● TASK INSTRUCTIONS:
Retype everything in the Buckeye FT thread from "Filling in one" down to "(Oct 2, 2003)", word for word.

● EXTRACT:
# Buckeye FT



## Brevard Arndt (Jul 2, 2003)

Any news?


----------



## tjw_128 (Jul 26, 2003)

Derby has finished...only went 3 series.

1st - #10 "Fannie" (This is my puppy!) 
3rd - #2 "Pink" 
RJ - #18 "Blue" 

Sorry, that's all I've got - maybe someone else can fill in the blanks.

Tara


----------



## Jason E. (Sep 9, 2004)

Congrats Tara ....


----------



## Brevard Arndt (Jul 2, 2003)

Congratulations!!!


----------



## MKaty Gutermuth (Aug 17, 2004)

tjw_128 said:


> Derby has finished...only went 3 series.
> 
> 1st - #10 "Fannie" (This is my puppy!)
> 3rd - #2 "Pink"
> ...


Congratulations Tara!!!!!!!!!! 
M. Katie


----------



## JBlack (Sep 17, 2003)

Congratulations!!!!


----------



## Ga Woodrow (Mar 4, 2006)

Congrats Tara that is awesome. Are those the only 3 with placements or jams with Hugh?


----------



## tjw_128 (Jul 26, 2003)

> Congrats Tara that is awesome. Are those the only 3 with placements or jams with Hugh?


I'm not sure Mike...we only talked a minute and those are the only ones he told me he had placed.

Thank you all for the congrats! I'm really proud of Fannie.


----------



## K G (Feb 11, 2003)

With a reserve jam awarded, there MUST be a 2nd and 4th.

kg


----------



## MardiGras (Feb 9, 2004)

Congrats, Tara, on Fannie's first place!!!!!!!!!


----------



## tjw_128 (Jul 26, 2003)

> With a reserve jam awarded, there MUST be a 2nd and 4th.


Filling in one of the blanks...Just heard the derby 4th was #12 Hawk (Dianne Herpolsheimer). Somebody correct me if I'm wrong...still didn't hear who got 2nd and I believe there were a couple JAMs that I don't know also.


----------



## Andy Symons (Oct 2, 2003)

More Derby news please.


----------



## Jennifer A. (Nov 29, 2004)

*Buckeye Fall Derby*

more piecemeal results:
2ND : #24 BK Dalton / Tosadori
This is Dalton's second U.S. Derby (JAM'd CNY, his first). Congratulations.


----------



## Ga Woodrow (Mar 4, 2006)

Open??


----------



## tjw_128 (Jul 26, 2003)

> Open??


Was going to the water blind with 28 or 29 dogs after lunch.


----------



## Paula Richard (Jun 18, 2004)

Congratulations Bob and Dalton on your second!!!!!!!!!!!! 8) 



Paula


----------



## Ga Woodrow (Mar 4, 2006)

Anyone have any open results??


----------



## Deb Stukey (Dec 3, 2004)

*Amateur results*

Amateur results - heard "through the grapevine", but should be correct:

1st - Girlie, Clint Joyner
2nd - Shadey, Gerri Hoddy
3rd - ?, Dave Barrow
4th - Scarlet, Martha Blank - finishes Scarlet's AFC (Congratulations!)

No jams


----------



## Brad Slaybaugh (May 17, 2005)

*placements*

I just talked with David, his third was with Chester, Chester's first AA placement.

Extracted data entries
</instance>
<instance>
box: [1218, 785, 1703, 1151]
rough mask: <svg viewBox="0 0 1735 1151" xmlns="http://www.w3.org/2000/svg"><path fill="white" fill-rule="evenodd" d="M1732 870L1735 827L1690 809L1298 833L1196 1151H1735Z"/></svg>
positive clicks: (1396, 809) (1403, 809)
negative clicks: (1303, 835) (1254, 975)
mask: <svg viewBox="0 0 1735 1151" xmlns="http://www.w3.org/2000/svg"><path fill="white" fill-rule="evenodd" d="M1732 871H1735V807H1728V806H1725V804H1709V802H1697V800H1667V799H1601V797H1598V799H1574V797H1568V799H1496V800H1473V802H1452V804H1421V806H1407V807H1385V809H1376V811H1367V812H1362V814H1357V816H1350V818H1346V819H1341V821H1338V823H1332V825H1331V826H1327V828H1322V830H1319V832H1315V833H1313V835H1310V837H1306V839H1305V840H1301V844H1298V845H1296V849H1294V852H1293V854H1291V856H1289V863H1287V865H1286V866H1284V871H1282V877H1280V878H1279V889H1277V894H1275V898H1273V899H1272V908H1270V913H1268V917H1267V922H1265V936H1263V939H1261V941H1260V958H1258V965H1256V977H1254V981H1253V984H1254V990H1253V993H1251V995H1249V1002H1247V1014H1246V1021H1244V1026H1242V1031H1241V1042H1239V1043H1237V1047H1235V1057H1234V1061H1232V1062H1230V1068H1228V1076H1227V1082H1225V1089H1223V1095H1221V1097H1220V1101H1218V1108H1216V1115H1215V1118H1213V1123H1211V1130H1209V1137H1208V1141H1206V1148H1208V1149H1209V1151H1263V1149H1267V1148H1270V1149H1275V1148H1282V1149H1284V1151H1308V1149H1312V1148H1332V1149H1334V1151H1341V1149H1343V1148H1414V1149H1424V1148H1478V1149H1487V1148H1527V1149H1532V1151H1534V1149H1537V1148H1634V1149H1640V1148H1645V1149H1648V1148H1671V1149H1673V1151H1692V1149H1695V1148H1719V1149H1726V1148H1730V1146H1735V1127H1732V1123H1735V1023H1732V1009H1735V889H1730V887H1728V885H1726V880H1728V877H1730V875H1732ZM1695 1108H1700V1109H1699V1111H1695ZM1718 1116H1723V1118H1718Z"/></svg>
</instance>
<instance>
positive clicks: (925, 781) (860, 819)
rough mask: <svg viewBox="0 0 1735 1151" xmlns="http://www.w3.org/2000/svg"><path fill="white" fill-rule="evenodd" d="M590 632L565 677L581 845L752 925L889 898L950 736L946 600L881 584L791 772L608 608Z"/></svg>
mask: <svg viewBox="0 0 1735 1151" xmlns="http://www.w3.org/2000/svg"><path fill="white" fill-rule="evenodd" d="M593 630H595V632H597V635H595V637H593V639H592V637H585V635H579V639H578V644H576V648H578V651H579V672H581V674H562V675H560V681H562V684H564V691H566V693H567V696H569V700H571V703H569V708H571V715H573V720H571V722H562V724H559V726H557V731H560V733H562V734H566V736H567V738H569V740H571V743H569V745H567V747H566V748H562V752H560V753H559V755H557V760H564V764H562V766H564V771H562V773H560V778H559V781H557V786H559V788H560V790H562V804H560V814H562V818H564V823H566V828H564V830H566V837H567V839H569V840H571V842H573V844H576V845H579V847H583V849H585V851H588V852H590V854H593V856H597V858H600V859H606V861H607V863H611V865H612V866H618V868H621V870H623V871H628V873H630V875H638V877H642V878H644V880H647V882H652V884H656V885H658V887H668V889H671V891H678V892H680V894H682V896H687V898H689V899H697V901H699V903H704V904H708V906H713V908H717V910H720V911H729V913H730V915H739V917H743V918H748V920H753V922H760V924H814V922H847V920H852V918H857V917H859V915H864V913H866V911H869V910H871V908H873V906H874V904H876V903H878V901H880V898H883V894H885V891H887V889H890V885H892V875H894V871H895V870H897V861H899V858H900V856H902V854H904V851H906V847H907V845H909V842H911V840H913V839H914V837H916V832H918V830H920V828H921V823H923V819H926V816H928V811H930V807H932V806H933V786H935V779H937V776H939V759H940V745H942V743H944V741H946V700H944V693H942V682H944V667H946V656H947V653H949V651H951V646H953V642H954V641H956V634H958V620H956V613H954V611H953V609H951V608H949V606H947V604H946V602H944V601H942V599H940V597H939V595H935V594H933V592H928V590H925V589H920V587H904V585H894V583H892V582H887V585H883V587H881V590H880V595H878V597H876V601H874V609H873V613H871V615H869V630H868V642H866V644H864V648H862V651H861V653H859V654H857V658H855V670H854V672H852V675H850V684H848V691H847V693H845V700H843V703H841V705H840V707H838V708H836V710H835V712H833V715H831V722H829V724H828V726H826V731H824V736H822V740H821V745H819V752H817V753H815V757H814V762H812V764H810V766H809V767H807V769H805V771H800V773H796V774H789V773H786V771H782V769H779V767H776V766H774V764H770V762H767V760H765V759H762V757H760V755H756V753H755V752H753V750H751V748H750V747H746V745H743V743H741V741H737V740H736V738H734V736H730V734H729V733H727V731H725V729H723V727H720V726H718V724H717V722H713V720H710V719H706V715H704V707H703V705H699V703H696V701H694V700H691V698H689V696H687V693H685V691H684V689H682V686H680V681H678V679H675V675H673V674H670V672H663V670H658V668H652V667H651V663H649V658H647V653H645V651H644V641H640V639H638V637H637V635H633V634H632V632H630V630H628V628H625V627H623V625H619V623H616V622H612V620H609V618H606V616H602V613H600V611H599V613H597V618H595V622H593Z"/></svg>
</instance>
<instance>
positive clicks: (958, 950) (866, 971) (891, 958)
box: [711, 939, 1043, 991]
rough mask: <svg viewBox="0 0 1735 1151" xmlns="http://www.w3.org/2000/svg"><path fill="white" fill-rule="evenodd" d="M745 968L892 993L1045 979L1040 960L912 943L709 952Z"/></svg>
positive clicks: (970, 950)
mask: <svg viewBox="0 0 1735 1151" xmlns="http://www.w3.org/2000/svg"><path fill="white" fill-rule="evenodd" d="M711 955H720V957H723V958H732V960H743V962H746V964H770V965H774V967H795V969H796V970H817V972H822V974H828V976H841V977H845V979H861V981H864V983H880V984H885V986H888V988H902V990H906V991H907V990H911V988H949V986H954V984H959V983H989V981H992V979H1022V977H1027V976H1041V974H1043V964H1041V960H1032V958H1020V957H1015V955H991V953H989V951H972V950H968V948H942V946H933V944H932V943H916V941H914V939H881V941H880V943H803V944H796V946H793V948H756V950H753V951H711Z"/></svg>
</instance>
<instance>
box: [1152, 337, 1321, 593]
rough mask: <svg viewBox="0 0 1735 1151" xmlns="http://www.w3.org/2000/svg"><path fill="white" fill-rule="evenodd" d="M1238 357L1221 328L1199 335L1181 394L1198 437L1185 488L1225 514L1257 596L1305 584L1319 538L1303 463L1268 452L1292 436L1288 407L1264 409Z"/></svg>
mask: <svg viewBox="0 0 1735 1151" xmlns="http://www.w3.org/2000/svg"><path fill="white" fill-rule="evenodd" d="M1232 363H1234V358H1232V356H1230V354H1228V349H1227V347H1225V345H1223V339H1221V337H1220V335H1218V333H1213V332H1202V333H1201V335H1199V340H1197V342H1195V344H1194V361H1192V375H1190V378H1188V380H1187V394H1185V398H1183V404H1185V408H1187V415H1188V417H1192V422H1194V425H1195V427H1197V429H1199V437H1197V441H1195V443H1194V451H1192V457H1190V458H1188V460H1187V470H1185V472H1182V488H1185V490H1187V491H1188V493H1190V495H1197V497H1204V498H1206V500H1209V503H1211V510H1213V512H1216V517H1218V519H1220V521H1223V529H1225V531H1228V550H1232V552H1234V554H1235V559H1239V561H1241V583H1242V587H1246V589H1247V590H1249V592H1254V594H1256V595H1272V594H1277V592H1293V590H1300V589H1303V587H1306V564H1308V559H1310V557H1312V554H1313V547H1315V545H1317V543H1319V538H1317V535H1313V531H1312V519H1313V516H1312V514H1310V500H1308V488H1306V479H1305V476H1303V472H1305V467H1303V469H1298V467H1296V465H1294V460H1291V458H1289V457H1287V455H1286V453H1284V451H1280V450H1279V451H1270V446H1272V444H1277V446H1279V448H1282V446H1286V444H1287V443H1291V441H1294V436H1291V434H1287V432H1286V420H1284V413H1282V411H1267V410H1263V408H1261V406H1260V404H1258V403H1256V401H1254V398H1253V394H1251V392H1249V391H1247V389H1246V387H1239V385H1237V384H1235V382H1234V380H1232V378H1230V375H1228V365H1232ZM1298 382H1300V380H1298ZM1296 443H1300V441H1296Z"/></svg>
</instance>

● RESULT OF THIS EXERCISE:
Filling in one of the blanks...Just heard the derby 4th was #12 Hawk (Dianne Herpolsheimer). Somebody correct me if I'm wrong...still didn't hear who got 2nd and I believe there were a couple JAMs that I don't know also.


----------



## Andy Symons (Oct 2, 2003)